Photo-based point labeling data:
____

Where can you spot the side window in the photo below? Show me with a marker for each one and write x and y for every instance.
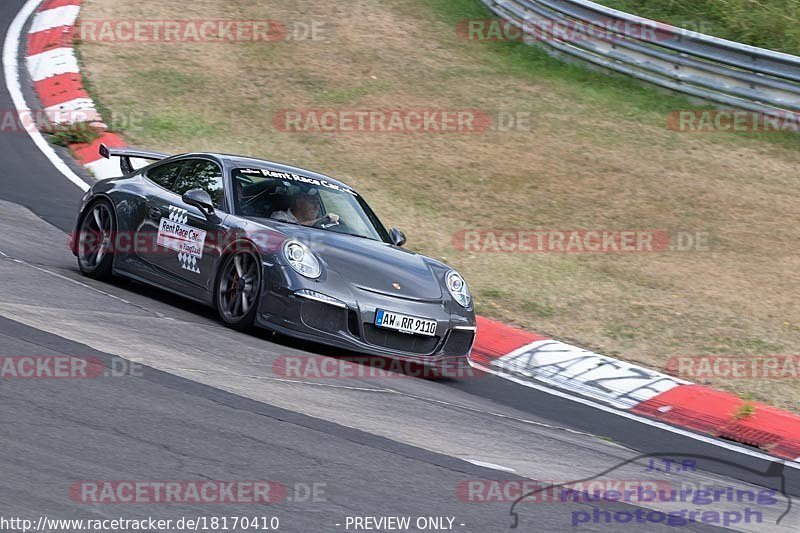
(165, 175)
(202, 174)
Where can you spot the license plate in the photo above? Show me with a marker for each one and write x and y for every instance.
(405, 323)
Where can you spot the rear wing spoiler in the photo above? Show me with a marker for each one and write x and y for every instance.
(125, 155)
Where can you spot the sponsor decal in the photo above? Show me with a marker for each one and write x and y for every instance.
(291, 176)
(175, 234)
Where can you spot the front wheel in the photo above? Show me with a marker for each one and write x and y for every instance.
(238, 289)
(95, 234)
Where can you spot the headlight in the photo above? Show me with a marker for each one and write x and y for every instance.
(458, 288)
(301, 259)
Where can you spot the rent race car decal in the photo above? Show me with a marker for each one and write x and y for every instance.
(295, 177)
(175, 234)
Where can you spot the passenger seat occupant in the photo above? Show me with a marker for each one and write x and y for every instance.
(305, 210)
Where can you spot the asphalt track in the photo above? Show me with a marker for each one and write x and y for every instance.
(206, 404)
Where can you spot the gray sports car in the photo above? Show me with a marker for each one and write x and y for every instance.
(273, 245)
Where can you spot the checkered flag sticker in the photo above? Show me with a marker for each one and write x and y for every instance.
(188, 262)
(176, 214)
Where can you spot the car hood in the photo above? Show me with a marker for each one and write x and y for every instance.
(373, 266)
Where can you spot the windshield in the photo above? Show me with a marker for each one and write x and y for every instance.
(295, 199)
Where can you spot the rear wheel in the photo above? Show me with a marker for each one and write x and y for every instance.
(238, 289)
(95, 234)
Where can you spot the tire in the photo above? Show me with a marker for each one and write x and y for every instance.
(95, 240)
(238, 289)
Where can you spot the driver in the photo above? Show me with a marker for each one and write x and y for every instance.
(305, 210)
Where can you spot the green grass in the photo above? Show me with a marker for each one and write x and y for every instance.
(628, 97)
(773, 24)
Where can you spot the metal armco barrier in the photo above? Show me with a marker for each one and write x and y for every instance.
(721, 71)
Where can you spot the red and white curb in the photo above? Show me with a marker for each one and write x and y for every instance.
(508, 352)
(528, 358)
(53, 68)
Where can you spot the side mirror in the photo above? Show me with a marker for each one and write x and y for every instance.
(398, 237)
(201, 200)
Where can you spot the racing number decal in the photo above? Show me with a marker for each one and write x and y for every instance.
(175, 234)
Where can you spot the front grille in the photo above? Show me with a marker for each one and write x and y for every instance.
(323, 317)
(402, 342)
(459, 342)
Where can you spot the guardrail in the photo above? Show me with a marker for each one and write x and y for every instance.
(721, 71)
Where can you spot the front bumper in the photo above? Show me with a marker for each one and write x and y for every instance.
(350, 324)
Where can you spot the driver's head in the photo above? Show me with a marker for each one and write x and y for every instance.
(305, 206)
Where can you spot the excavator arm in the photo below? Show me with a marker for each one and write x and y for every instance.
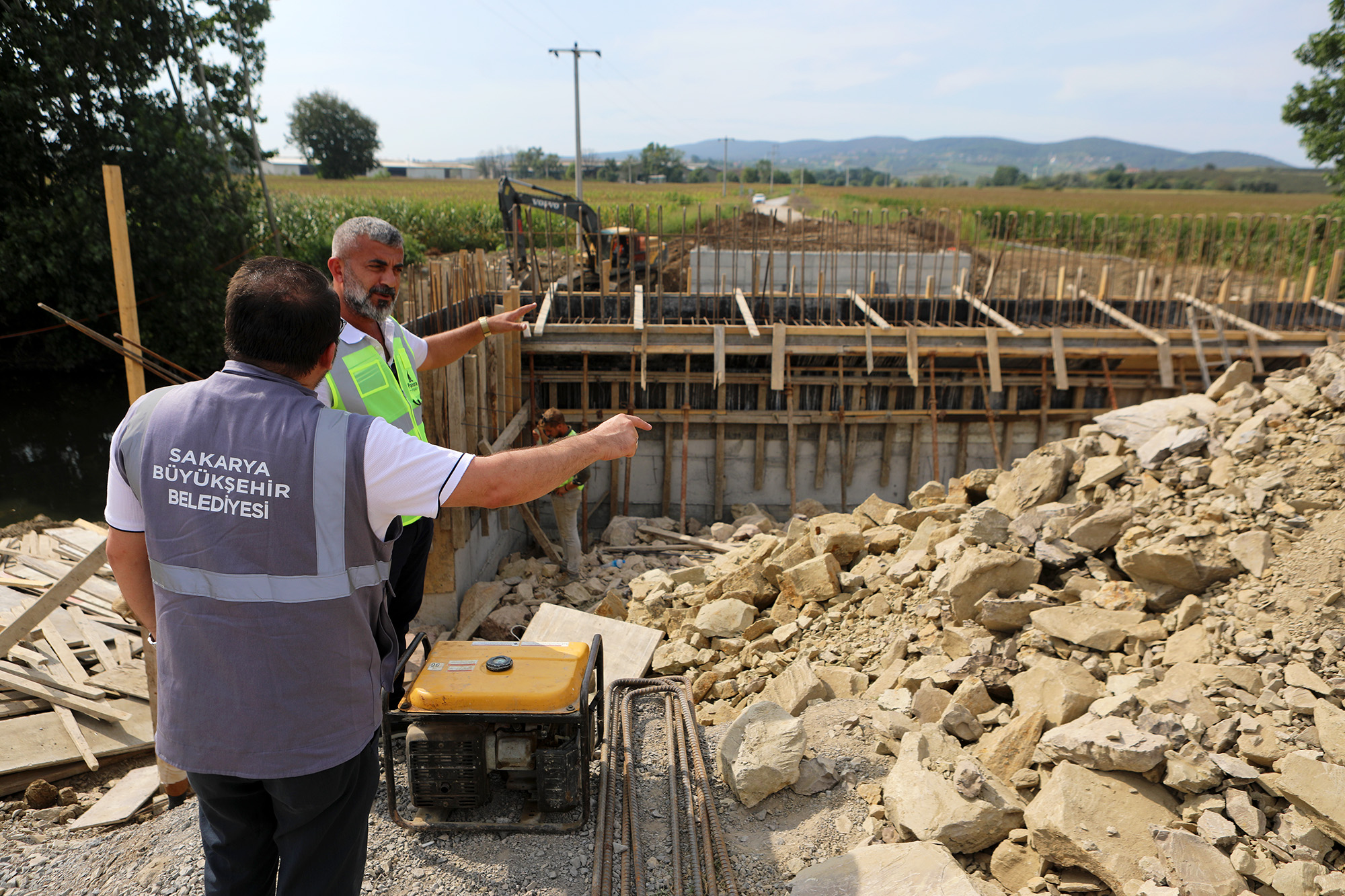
(558, 204)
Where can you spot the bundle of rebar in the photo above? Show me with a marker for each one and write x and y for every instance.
(700, 856)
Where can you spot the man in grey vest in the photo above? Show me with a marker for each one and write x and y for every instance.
(251, 534)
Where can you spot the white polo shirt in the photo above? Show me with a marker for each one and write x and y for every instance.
(354, 335)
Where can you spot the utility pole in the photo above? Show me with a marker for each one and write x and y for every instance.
(579, 151)
(726, 165)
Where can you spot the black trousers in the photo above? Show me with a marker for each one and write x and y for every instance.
(311, 829)
(411, 555)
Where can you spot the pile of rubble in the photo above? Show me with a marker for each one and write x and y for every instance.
(1091, 670)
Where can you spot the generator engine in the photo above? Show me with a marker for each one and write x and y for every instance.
(523, 709)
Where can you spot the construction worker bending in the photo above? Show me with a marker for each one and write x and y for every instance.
(567, 497)
(377, 361)
(252, 534)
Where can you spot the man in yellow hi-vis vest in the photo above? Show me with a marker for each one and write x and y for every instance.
(375, 373)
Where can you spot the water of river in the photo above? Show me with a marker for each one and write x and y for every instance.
(54, 440)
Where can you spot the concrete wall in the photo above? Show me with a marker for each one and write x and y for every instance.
(740, 460)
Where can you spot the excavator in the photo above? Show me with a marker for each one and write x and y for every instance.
(634, 257)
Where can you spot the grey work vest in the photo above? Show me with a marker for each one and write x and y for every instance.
(274, 630)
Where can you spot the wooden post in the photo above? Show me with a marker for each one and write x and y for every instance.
(934, 420)
(123, 275)
(821, 467)
(759, 469)
(792, 467)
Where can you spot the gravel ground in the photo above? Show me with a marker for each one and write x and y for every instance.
(159, 852)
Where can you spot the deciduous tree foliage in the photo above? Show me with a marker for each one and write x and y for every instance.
(1319, 107)
(338, 139)
(76, 93)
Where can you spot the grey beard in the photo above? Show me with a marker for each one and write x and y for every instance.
(362, 303)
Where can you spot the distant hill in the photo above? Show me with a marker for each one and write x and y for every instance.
(969, 155)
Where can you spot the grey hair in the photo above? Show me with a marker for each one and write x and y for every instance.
(376, 229)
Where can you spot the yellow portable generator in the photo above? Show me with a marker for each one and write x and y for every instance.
(529, 713)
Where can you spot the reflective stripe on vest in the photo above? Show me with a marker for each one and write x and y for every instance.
(362, 382)
(333, 580)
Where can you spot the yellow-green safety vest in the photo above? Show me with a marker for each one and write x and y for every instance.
(364, 384)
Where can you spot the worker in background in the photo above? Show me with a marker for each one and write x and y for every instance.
(252, 533)
(377, 361)
(567, 497)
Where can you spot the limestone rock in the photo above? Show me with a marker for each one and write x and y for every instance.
(672, 658)
(761, 752)
(1317, 788)
(816, 579)
(974, 575)
(1058, 688)
(724, 618)
(500, 624)
(1187, 646)
(1196, 866)
(1245, 813)
(1009, 748)
(625, 530)
(1254, 551)
(1035, 479)
(1016, 864)
(1191, 770)
(1106, 744)
(984, 525)
(816, 775)
(923, 801)
(1139, 423)
(1175, 564)
(841, 682)
(1102, 529)
(1087, 626)
(1069, 821)
(837, 534)
(1009, 615)
(886, 869)
(796, 686)
(1100, 470)
(872, 512)
(1331, 729)
(1238, 373)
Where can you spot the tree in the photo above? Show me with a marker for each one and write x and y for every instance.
(1319, 107)
(337, 139)
(657, 159)
(122, 83)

____

**Exercise objective**. Copy every record above exactly, leaving out any pictures.

**Expected answer**.
Where can you spot the side window in the photo below? Show me with a marker for each one and write x and y for every instance.
(165, 175)
(202, 174)
Where can you spot the license plate in the photo above? Show me with a marker for each one and write x and y for every instance.
(405, 323)
Where can you spot the rear wing spoiler in the photo above? Show me with a marker for each one and write x and y for every instance.
(125, 155)
Where can you spot the sponsor decal in the photo above? Show me with a marker for each one and write x and y for every instance.
(291, 176)
(175, 234)
Where can you spot the front wheel in the photo above? Show me with a marker for each one and write x and y for every instance.
(238, 289)
(95, 234)
Where can you spot the headlight in the photo above? Show me with a marker for each one and write x and y for every instance.
(458, 288)
(301, 259)
Where can you spot the rent race car decal in the photo above? Show me with a marker for each one and write x and y for every instance.
(295, 177)
(175, 234)
Where can you spot the passenger seat occupant in the photo above? Show me with a marker for each one and write x and y for every instance.
(305, 210)
Where can you spot the asphalt track in the photo above? Show me with a marker for each one and write x and y for every instance.
(206, 404)
Where can you spot the gray sports car in the photo above? Show me with a marker for each one and write x and y for every instance.
(273, 245)
Where can you spot the checkered flag sticker in the photo above? Show me with a marker for each one and write x and y for every instance.
(188, 262)
(176, 214)
Where can you spot the car hood in the photo above? Show me with a marker for each one and write x and y for every instance.
(373, 266)
Where can you spot the windshield in the photo above? Show me with a marker for each one and write x and y for every instance.
(295, 199)
Where can you spot the rear wheel in the photo above? Show me with a marker for each one and write x and y for every instance.
(238, 289)
(95, 234)
Where can you spot the tire in the photo above? Show me with a marker for each one and write x and y for every instance.
(95, 240)
(238, 289)
Where can you spot the driver in the photo above? Show me with a marker for each one and write x and y for every instance.
(305, 210)
Where can you spot the green grass in the photo above? Show me with a marker for each one and write x and y for every instance.
(628, 97)
(773, 24)
Where can you spot the metal armco barrier in the photo above? Show me with a marker for each one and write x and y for every instance.
(721, 71)
Where can you spot the red and white curb in the photo above? Show me with a marker for each one and write x and y for every instance.
(508, 352)
(528, 358)
(53, 68)
Where can you spot the side mirror in the photo above? Show me with a marker for each one and write x and y for every instance.
(398, 237)
(201, 200)
Where can you spot the racing number decal in the photo above? Show me with a marker for each one and write x and y for every instance.
(175, 234)
Where can you spot the front grille in the photo above? Show me with a marker for each one and write x and y for every instance.
(323, 317)
(402, 342)
(459, 342)
Where can you spot the guardrail in the photo above? Show me with a marker for each one and write x and y for every instance.
(721, 71)
Where can you spot the front bumper in the photo above? Show me with a marker for each one and write x and y for every instance.
(350, 324)
Where can you spot the driver's head in the photo above? Show me with a marker for each one and write x and y for every instance.
(305, 206)
Where can you spot the excavator arm in the photo below? Show me with a marker for each one and write x and y for every instance.
(558, 204)
Where can you spot the bundle of rebar in the photo above? Show me with a marker for each one and write x and y for every instance.
(700, 856)
Where can you spot the man in grey vest in the photo above? Show me with a marker for each one and write x and y for every instance.
(251, 534)
Where can you spot the white polo shirt in the photo above? Show me with a marker for each one and write x and y for every instance.
(354, 335)
Where can you spot the utility pole in the photo above? Show me with a marker for each one and write x and y for every instance.
(579, 151)
(726, 165)
Where can you spot the black trousers in the photo above? Show me with a marker for each one and write x and y for every instance.
(311, 829)
(411, 555)
Where can you spot the pile of rubble in the photo above? Show me with a marker for each one and write x and y for every instance.
(1091, 670)
Where can you spot the generator engine in the photo above? Show me with a marker for each one and write x and y for every instance.
(523, 709)
Where can you spot the construction worker bending in the photo above? Show me with a marker for each one and write x and y for every instance.
(567, 497)
(377, 361)
(252, 534)
Where can you spot the man in yellow hi-vis vest in the photo above? Show me with a marker for each one and write x and y for every instance.
(375, 373)
Where can you spot the water of river in the photo above? Show me with a marker for each one and write x and y for every instance.
(54, 440)
Where can you spot the concrete wall in the photo above? Show me with a marker for each one and write x and y for every instance.
(740, 460)
Where can you spot the excavator in the photo above? Show me with a marker for each one and write x and y for every instance.
(634, 257)
Where can you spot the grey work vest in the photo above? Show me with a marker for each one and write x and y for every instance.
(274, 630)
Where can you spot the wooden post in the photo above? Show me with a marker for each one and write x and y for every instance.
(934, 420)
(123, 275)
(821, 467)
(759, 469)
(792, 467)
Where can you spot the gravel ground in the photo above? Show me with a marker for each one and write x and y for every instance.
(159, 852)
Where can you spot the deciduous tree foliage in the photo above? Show me with a marker for each one and write x and y for every instance.
(1319, 107)
(338, 139)
(76, 93)
Where can you spot the grey beard in the photo above? Show me with a marker for each one and write x and y for every instance.
(362, 303)
Where can you spot the distant hill in the photo above? Show me with a marker for each one and write x and y for every instance.
(969, 155)
Where can you spot the grey hair in the photo above? Show me with a marker for each one and write x and y for every instance.
(376, 229)
Where can you spot the yellow portable generator in the photo above? Show me with a marker for each one and write x and y for every instance.
(529, 713)
Where can you spot the reflective stripe on vest in the photo above? Show me with a marker for each one and write x and y for every instance.
(362, 382)
(333, 580)
Where can you spot the yellow-green safety vest in the photo above? Show me with a marker for each one and write x and y for every instance.
(364, 384)
Where can you spot the worker in background in the photo above? Show me with a marker for each one and write x and y for every instance.
(252, 533)
(377, 361)
(567, 497)
Where can you spot the limestone rock in the photo above? Show me with a marker for each one and write x and y for every instance.
(672, 658)
(761, 752)
(1317, 788)
(816, 579)
(974, 575)
(1058, 688)
(724, 618)
(500, 624)
(1187, 646)
(1196, 866)
(1245, 813)
(1009, 748)
(625, 530)
(1254, 551)
(1035, 479)
(1016, 864)
(1191, 770)
(1106, 744)
(984, 525)
(816, 775)
(923, 801)
(1139, 423)
(1175, 564)
(841, 682)
(1102, 529)
(1087, 626)
(1069, 821)
(837, 534)
(1009, 615)
(886, 869)
(796, 686)
(1100, 470)
(872, 512)
(1331, 729)
(1238, 373)
Where can you spot the tree in the photo above? Show me with a marker for each one and write x and y for every instance.
(1319, 107)
(337, 139)
(657, 159)
(122, 83)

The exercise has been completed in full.